EXERCISE DESCRIPTION:
Omit the images. Copy each entry word for word.

Stored entries:

◇ ◇ ◇ ◇ ◇

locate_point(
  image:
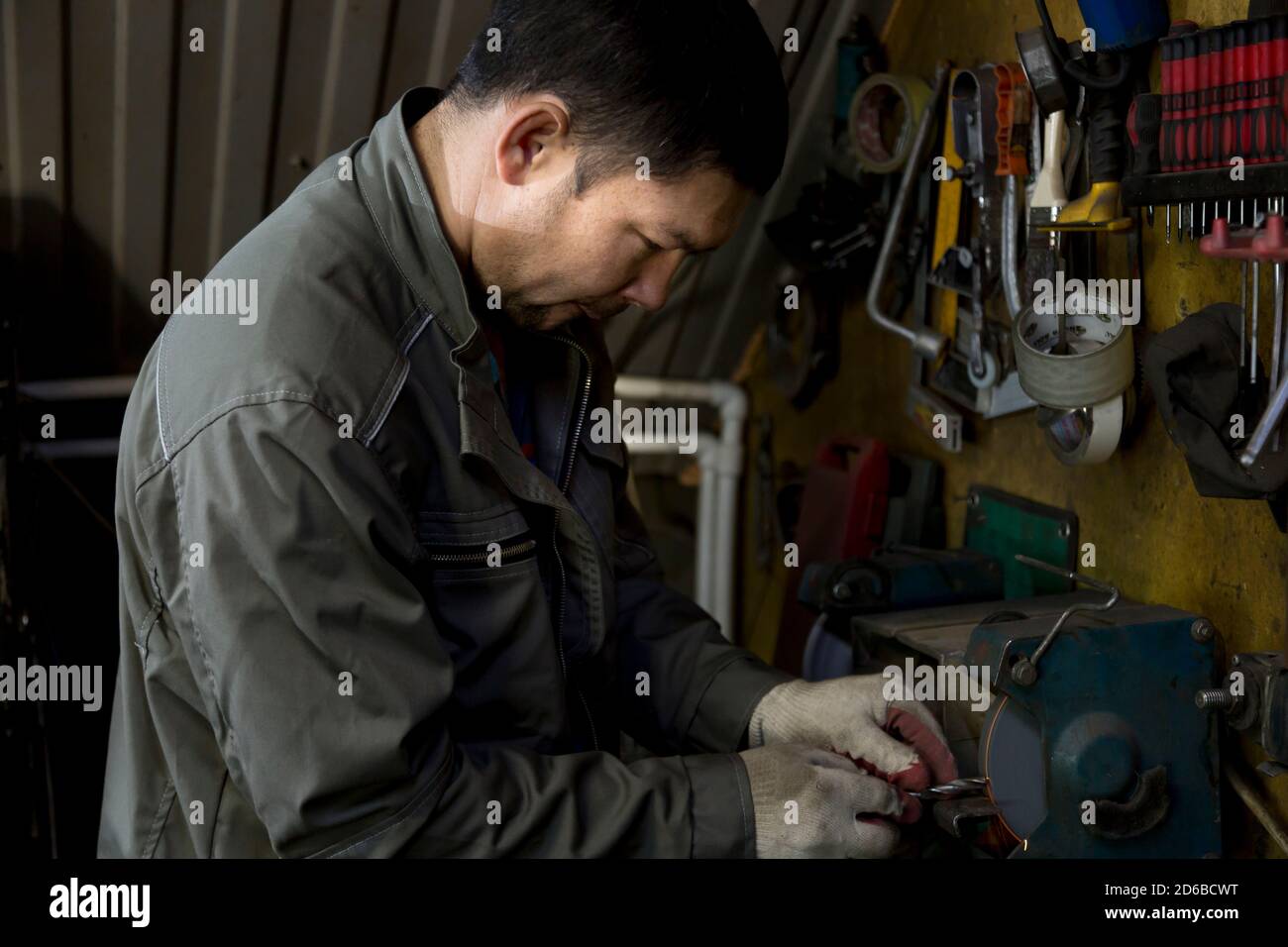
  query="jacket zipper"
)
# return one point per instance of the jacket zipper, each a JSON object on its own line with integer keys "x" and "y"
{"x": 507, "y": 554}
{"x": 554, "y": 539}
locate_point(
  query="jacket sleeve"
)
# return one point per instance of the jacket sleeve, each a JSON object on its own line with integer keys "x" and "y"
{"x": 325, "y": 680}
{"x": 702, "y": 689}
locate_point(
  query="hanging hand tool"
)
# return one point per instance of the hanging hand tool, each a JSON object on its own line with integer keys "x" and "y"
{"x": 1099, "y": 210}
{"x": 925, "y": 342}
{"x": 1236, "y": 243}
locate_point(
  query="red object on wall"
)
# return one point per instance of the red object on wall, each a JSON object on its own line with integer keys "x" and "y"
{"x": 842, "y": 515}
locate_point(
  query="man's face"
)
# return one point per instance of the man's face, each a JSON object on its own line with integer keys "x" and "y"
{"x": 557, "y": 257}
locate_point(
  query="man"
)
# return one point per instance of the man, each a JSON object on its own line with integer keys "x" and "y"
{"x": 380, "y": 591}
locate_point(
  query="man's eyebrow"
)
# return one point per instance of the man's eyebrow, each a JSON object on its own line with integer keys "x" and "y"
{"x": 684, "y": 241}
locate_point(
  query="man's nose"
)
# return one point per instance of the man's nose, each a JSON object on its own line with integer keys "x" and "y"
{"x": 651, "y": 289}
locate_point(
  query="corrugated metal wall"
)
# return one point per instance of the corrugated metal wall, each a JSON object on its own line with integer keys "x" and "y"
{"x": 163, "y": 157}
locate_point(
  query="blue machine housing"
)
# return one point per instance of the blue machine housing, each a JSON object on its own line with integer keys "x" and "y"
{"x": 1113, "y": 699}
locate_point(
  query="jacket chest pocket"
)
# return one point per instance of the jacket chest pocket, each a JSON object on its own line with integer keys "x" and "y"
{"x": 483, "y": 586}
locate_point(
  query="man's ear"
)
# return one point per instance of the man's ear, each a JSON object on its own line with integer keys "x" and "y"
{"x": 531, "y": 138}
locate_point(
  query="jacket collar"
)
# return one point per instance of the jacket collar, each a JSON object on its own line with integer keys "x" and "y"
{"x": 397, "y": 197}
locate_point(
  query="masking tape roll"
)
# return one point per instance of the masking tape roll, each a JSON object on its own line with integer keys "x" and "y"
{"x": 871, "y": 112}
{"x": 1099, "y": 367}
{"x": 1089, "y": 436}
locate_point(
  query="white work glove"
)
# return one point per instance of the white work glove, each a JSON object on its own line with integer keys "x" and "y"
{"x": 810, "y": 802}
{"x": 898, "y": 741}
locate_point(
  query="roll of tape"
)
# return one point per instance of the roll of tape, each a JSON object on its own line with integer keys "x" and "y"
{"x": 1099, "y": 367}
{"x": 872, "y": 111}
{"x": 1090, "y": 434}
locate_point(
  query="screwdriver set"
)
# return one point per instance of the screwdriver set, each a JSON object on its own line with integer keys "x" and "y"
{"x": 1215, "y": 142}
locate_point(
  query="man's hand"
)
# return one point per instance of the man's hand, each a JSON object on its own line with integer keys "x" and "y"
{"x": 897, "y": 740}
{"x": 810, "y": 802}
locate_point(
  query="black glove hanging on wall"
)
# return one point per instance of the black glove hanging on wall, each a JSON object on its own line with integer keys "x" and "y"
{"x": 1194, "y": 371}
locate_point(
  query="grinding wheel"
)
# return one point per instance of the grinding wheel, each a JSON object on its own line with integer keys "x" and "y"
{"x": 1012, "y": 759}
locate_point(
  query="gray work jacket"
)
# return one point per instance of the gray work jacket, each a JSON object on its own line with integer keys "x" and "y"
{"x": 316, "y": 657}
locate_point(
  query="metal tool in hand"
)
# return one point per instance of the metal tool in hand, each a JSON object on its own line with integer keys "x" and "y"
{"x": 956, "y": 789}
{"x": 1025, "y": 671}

◇ ◇ ◇ ◇ ◇

EXPECTED OUTPUT:
locate_point(
  image:
  query="jacket zipper"
)
# return one point per instance of the jacket zipper, each a JSON object on its own line with integer keys "x" and "y"
{"x": 507, "y": 554}
{"x": 554, "y": 539}
locate_point(
  query="jacket sleeve"
)
# return one point per instance of the jacket sleeve, each a JSON object on its own line with integer keys "x" and "y"
{"x": 325, "y": 680}
{"x": 702, "y": 689}
locate_point(
  query="hanging hand tool"
)
# return one point per instance of the hanging hand tool, each a JSON object on its own line with integer keys "x" and "y"
{"x": 1099, "y": 210}
{"x": 925, "y": 342}
{"x": 1236, "y": 243}
locate_point(
  query="red object on wall"
)
# return one point per instance of the red object on wall, each a JSON object on its own line with integer keys "x" and "y"
{"x": 842, "y": 515}
locate_point(
  query="man's face"
)
# return one point per instance of the man's face, each a JSON object on its own line with integer keys "x" and "y"
{"x": 557, "y": 257}
locate_point(
  query="man"
)
# return one point per instance of the man, each a JSON object on its own line with integer keys "x" and "y"
{"x": 380, "y": 591}
locate_point(
  query="man's eyebrow"
)
# return one point per instance of the man's eyebrow, each a JSON object on its own line with integer keys "x" and "y"
{"x": 684, "y": 241}
locate_point(
  query="man's nose"
)
# return one point per instance of the man's nose, each a JSON object on its own line with integer keys "x" and "y"
{"x": 651, "y": 289}
locate_point(
  query="corrugated metal wall"
)
# return one point per instance of the corrugated metal wall, each a JSON object on its own line with integer keys "x" and "y"
{"x": 163, "y": 157}
locate_point(
  query="blue machine housing"
)
# return one point per instance of the blue machine housing, each a JSON object on its own line with integer keys "x" and "y"
{"x": 1113, "y": 699}
locate_point(
  query="jacket chest pocket"
)
# return one point per instance of the jacket chest pocket, each a JSON object on its own line with integer keys "x" and "y"
{"x": 483, "y": 586}
locate_point(
  query="man's ear"
)
# return one point per instance of the man's ear, each a JSON object on its own line with integer keys "x" and "y"
{"x": 531, "y": 138}
locate_point(
  query="jacket collar"
)
# return one point per instance of the jacket collar, each a JSON object on its own line with integer keys "x" and "y"
{"x": 397, "y": 197}
locate_point(
  query="masking tape roll"
)
# return one point per instance of the masking tape roll, each a JSON object on its own line with integer keys "x" and "y"
{"x": 871, "y": 112}
{"x": 1099, "y": 367}
{"x": 1089, "y": 436}
locate_point(
  query="white work glove"
)
# return one point per instance of the white work glove, each a JSON object on its own line with integer keys "x" and "y"
{"x": 810, "y": 802}
{"x": 898, "y": 741}
locate_point(
  query="roll of tape"
)
# return one point per instance of the roll of tape, each a JSON object on its own line with integer keys "x" and "y"
{"x": 1099, "y": 367}
{"x": 872, "y": 111}
{"x": 1090, "y": 434}
locate_point(
  query="screwdriver set"
)
# return one point per instance of the screwdriver set, each a JSON object on its own line with integer keys "x" and "y"
{"x": 1215, "y": 142}
locate_point(
  query="man's hand"
)
# return one point per instance of the man's hand, each a JSON object on its own line with integer keys "x" and "y"
{"x": 897, "y": 740}
{"x": 810, "y": 802}
locate_point(
  query="black glove hanging on wall"
)
# return one point per instance of the black glove hanging on wall, each a JSON object on its own line with integer keys "x" and "y"
{"x": 1194, "y": 371}
locate_point(
  query="grinding wheel"
)
# return one point per instance of the grinding wheel, each a JSON object on its own line with integer keys "x" and "y"
{"x": 1012, "y": 759}
locate_point(
  query="gray work jacket"
)
# return one point per instance of the gray work jacket, each a JSON object on its own line with integer keys "x" and "y"
{"x": 316, "y": 657}
locate_point(
  query="metal tool in hand"
)
# return one point per instance of the metal tool in hand, each a JSON object on its own line with integer keys "x" and "y"
{"x": 956, "y": 789}
{"x": 1025, "y": 671}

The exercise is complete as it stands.